## Alıştırma yönergesi
Aşağıdaki listenin tüm satırlarını hiçbir değişiklik yapmadan aynen yazdır.

## Sunulan malzeme
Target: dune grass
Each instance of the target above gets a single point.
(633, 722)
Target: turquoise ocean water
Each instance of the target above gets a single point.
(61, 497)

## Sonuç
Target: dune grass
Each instance of the target above gets a single point.
(633, 722)
Target: turquoise ocean water
Each instance of the target above gets a single point.
(61, 497)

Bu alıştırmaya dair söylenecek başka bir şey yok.